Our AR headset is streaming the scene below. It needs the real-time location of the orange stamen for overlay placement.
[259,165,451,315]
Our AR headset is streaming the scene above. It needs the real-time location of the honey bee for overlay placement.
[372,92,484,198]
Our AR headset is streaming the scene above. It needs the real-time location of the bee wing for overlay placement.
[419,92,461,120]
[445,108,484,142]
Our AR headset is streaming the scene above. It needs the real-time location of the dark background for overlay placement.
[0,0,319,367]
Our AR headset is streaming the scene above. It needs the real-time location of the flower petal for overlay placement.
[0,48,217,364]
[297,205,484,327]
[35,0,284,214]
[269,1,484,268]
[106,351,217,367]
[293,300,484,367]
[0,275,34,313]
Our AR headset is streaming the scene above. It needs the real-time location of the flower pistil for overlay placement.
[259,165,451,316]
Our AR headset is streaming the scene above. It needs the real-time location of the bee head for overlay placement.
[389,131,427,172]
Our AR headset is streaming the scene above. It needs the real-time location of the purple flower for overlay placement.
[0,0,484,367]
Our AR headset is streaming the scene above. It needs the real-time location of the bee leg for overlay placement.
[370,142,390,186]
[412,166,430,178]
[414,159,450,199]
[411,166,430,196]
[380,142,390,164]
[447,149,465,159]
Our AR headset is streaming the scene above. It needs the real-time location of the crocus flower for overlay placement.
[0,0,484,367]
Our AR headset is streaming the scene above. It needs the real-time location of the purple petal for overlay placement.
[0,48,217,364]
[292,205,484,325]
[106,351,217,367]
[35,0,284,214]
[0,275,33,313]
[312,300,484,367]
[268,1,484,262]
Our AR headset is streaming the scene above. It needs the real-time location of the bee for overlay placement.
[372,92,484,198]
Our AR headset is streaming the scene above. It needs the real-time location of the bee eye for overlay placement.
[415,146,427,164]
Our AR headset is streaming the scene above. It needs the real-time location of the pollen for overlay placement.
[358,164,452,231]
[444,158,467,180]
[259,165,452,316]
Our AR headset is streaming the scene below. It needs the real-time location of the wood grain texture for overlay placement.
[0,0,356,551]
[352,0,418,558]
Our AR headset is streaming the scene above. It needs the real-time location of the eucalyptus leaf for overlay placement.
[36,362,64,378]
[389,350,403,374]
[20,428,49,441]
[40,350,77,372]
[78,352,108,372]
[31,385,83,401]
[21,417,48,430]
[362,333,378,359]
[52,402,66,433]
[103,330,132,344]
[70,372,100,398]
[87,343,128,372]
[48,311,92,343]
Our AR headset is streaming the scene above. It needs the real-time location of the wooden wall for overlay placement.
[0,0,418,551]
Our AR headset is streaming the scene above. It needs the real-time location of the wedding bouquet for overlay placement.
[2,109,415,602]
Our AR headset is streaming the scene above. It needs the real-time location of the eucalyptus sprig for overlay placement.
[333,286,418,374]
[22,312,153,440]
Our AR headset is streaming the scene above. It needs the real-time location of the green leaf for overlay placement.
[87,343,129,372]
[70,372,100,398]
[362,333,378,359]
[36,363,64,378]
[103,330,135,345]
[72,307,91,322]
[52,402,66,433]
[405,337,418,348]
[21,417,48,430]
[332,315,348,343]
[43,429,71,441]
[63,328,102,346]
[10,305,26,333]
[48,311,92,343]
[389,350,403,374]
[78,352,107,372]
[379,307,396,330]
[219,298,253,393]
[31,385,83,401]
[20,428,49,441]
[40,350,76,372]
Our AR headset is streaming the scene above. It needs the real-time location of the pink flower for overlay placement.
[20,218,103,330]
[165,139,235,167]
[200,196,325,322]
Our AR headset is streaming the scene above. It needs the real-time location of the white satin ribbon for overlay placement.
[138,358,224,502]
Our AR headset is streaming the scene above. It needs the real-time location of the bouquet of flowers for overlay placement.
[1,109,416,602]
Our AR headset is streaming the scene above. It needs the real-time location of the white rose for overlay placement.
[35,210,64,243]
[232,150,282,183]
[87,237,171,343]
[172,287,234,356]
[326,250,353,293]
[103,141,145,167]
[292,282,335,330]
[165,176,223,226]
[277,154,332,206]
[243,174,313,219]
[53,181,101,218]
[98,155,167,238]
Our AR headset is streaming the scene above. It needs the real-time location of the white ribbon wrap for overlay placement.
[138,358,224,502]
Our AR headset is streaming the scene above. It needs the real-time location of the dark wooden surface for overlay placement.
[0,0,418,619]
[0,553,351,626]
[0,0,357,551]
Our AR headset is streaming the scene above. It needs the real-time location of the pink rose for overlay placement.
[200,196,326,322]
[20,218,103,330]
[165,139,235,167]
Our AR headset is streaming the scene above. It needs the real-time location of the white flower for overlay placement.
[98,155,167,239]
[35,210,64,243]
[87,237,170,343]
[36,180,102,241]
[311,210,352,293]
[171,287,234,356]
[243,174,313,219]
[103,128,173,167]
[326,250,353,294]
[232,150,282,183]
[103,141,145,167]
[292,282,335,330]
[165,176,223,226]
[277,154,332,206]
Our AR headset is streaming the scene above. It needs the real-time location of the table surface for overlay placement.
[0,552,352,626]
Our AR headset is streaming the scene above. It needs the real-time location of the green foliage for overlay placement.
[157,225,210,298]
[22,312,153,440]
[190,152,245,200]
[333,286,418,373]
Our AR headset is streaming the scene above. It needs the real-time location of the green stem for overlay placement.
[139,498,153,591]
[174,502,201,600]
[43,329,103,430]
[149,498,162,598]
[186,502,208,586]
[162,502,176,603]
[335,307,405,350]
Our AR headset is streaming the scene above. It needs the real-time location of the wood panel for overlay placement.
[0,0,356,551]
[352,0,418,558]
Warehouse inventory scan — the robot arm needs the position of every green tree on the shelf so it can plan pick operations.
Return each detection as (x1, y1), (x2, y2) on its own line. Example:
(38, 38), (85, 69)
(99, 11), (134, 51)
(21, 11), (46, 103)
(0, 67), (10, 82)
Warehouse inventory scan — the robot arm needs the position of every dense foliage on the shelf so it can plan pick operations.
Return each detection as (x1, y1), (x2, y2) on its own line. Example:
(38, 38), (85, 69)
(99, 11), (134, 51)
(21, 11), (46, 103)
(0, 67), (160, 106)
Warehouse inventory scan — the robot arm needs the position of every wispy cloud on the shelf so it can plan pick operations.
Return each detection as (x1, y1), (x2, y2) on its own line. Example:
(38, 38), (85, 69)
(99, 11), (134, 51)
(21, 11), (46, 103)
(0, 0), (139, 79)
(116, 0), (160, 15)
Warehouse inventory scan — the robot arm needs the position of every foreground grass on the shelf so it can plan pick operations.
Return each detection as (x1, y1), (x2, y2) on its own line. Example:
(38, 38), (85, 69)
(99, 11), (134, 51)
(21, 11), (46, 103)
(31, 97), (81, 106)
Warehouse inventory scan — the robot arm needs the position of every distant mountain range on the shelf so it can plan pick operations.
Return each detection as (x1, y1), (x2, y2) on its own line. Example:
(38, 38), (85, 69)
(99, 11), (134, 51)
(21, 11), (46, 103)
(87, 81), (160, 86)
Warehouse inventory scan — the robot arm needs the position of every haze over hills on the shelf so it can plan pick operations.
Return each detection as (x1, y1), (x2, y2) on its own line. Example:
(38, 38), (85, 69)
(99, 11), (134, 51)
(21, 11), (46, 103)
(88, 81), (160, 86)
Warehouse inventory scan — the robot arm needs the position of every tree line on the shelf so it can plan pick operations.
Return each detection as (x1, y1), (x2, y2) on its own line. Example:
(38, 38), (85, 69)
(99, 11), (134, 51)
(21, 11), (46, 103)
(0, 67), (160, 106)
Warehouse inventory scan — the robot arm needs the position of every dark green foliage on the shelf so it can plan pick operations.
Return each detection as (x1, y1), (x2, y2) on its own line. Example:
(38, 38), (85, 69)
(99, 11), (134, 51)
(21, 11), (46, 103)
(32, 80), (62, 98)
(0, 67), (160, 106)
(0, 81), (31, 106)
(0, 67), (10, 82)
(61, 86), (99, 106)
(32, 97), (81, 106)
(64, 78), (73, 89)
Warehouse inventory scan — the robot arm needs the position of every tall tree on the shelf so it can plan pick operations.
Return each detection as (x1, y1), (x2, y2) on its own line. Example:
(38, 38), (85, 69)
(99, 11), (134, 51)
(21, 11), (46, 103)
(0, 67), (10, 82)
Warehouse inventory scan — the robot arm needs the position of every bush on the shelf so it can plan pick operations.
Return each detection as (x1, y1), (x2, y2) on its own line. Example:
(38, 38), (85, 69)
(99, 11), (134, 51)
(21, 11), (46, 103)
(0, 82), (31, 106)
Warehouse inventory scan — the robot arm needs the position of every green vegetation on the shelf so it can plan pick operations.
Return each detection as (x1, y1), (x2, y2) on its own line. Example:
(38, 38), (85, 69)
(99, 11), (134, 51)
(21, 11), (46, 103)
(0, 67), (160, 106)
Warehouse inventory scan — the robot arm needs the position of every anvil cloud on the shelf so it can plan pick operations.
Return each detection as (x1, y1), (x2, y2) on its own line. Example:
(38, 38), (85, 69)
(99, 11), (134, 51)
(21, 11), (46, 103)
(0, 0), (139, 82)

▶ _Stated problem_: Put the data above into a Markdown table, from its first line through the line containing "[415,146,427,164]", both ends included. Use the columns Row and Content, number each line in order, and leave out any blank lines.

▶ _Reply to the exercise_:
| Row | Content |
|---|---|
| 1 | Our AR headset is streaming the scene below. It needs the real-time location of the orange stamen for overlay placement. |
| 2 | [259,165,451,315] |
| 3 | Our AR headset is streaming the scene above. It needs the real-time location of the honey bee for overlay placement. |
| 4 | [372,92,484,198] |
| 5 | Our AR headset is streaming the scene above. It needs the real-time location of the bee wing for overlay placement. |
| 6 | [419,92,461,120] |
| 7 | [445,108,484,142] |
| 8 | Our AR headset is streaming the scene above. It needs the real-time location of the dark background for overlay placement. |
| 9 | [0,0,319,367] |
| 10 | Our AR headset is streaming the scene above. It needs the real-time location of the flower petal for overlay placement. |
| 11 | [0,48,217,364] |
| 12 | [297,205,484,327] |
| 13 | [35,0,284,214] |
| 14 | [269,1,484,268] |
| 15 | [106,351,217,367] |
| 16 | [293,300,484,367] |
| 17 | [0,275,34,313] |
| 18 | Our AR headset is streaming the scene above. It needs the real-time location of the flower pistil for overlay placement. |
| 19 | [259,165,451,316] |
| 20 | Our AR headset is streaming the scene above. It needs the real-time location of the bee head for overlay placement. |
| 21 | [389,131,427,172] |
| 22 | Our AR headset is streaming the scene above. It needs the real-time location of the purple flower for overlay placement. |
| 23 | [0,0,484,367] |
| 24 | Our AR headset is streaming the scene above. It needs the real-time location of the bee leg for overlay placement. |
| 25 | [370,142,390,186] |
| 26 | [412,166,430,178] |
| 27 | [414,159,450,199] |
| 28 | [411,166,430,196] |
| 29 | [380,142,390,164] |
| 30 | [447,149,465,159] |
| 31 | Our AR headset is streaming the scene above. It needs the real-time location of the crocus flower for overlay placement. |
| 32 | [0,0,484,367] |
| 33 | Our AR headset is streaming the scene above. It needs the real-time location of the purple petal for overlay placement. |
| 34 | [0,48,217,364] |
| 35 | [292,205,484,325] |
| 36 | [106,351,217,367] |
| 37 | [35,0,284,214] |
| 38 | [0,275,33,313] |
| 39 | [312,300,484,367] |
| 40 | [268,1,484,262] |
| 41 | Our AR headset is streaming the scene above. It needs the real-time location of the bee for overlay placement. |
| 42 | [372,92,484,198] |
| 43 | Our AR headset is streaming the scene above. It needs the real-time location of the bee eye for overlay placement. |
| 44 | [415,146,427,164] |